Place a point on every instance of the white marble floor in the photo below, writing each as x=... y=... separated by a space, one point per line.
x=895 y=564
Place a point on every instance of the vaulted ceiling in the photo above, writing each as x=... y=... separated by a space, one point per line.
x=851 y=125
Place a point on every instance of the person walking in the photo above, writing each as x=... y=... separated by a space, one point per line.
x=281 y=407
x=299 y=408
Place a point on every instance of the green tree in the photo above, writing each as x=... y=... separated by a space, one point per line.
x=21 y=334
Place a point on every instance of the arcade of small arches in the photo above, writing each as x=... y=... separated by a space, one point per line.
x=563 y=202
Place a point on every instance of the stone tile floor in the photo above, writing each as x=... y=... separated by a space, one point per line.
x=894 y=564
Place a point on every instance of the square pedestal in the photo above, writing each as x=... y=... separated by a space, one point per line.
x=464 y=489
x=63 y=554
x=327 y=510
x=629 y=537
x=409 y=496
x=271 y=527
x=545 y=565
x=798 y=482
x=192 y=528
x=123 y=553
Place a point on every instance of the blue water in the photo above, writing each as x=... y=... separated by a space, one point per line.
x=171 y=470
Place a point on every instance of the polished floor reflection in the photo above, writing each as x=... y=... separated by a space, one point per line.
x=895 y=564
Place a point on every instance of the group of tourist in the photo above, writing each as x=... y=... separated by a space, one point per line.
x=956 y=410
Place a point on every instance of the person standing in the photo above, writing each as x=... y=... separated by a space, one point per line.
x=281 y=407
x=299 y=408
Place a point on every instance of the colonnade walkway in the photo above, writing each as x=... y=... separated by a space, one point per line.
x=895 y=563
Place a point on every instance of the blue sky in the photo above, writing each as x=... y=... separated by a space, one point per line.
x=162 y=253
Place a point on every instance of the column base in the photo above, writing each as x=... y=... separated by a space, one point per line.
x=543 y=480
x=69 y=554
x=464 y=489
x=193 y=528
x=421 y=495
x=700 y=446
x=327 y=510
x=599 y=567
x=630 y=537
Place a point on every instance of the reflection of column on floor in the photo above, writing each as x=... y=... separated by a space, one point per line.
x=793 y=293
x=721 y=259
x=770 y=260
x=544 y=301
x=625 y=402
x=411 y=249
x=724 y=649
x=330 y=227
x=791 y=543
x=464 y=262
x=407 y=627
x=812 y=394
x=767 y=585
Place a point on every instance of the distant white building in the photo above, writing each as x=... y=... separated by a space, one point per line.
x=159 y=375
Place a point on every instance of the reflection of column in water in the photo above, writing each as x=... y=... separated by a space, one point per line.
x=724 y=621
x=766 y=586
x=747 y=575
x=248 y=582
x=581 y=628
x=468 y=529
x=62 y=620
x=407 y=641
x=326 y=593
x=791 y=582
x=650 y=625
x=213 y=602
------------------------------
> _EXERCISE_
Each entry should be written out again exactly, with no word left out.

> _COMPLETED TASK_
Place a point on every instance of the white marble floor in the photo below, writing each as x=... y=... separated by a space, one point per line.
x=895 y=564
Place a point on every instance of the vaulted ceiling in the photo above, writing each as x=... y=... separated by a space, one point per line.
x=851 y=125
Place a point on every instance of the person walking in the photo above, writing each as x=... y=... separated by a space, one point per line.
x=281 y=407
x=299 y=408
Place a point on every instance of the green tree in the photo above, writing each as x=... y=... separated by a space, one point per line.
x=21 y=334
Place a point on every instance of the arcade of small arches in the photo above, writing each as x=... y=... separated by a space, one point per line.
x=563 y=202
Place a point on every instance of the stone tile floor in the photo above, writing each as x=... y=... separated by a space, one point per line.
x=894 y=564
Place a point on every instance of the square pedestal in the photo above, writing each as x=... y=... separated by a space, one point per line.
x=464 y=489
x=63 y=554
x=327 y=510
x=629 y=537
x=409 y=496
x=271 y=527
x=545 y=565
x=798 y=482
x=192 y=528
x=123 y=553
Place a point on every instance of the blue water in the photo above, writing each as x=... y=... separated by a space, one point per line.
x=171 y=470
Place a point on every instance of the polished floor reflection in the photo above, writing each as x=... y=... separated by a space, one point per line.
x=895 y=564
Place a point on every instance of the group of tourist in the photo above, writing each as x=... y=... separated by a space, one point per line.
x=956 y=410
Place a point on every instance of the person standing in the photo above, writing each as x=... y=... separated by a space, one point per line.
x=281 y=407
x=299 y=408
Place a point on every instance of the colonnade walkway in the photo above, writing each as x=... y=... separated by a space, one point per line.
x=895 y=563
Place a point on every instance of the blue sky in the photo above, writing each as x=... y=... separated by a space, one point per line.
x=162 y=253
Place a point on every instance of the column base in the photo above, writing each as x=... y=... separated by a space, one point per line.
x=543 y=480
x=69 y=554
x=464 y=489
x=193 y=528
x=421 y=495
x=700 y=446
x=327 y=510
x=599 y=567
x=630 y=537
Place a point on every instance of the reflection of column on floor in the photo above, writing each as x=... y=... separated by a space, one point per line.
x=793 y=293
x=721 y=259
x=770 y=260
x=544 y=301
x=625 y=402
x=411 y=249
x=724 y=649
x=330 y=227
x=791 y=543
x=464 y=262
x=407 y=627
x=812 y=394
x=767 y=585
Place a point on every instance of the distant white building in the photo above, writing each as x=... y=... separated by a space, one point per line.
x=159 y=375
Place a point on every instance of the reflection of column in water in the photo above, writing each as x=... y=... separated by a space, one point per line.
x=724 y=621
x=766 y=586
x=747 y=575
x=248 y=582
x=581 y=628
x=468 y=529
x=62 y=620
x=407 y=641
x=326 y=593
x=791 y=582
x=650 y=625
x=213 y=602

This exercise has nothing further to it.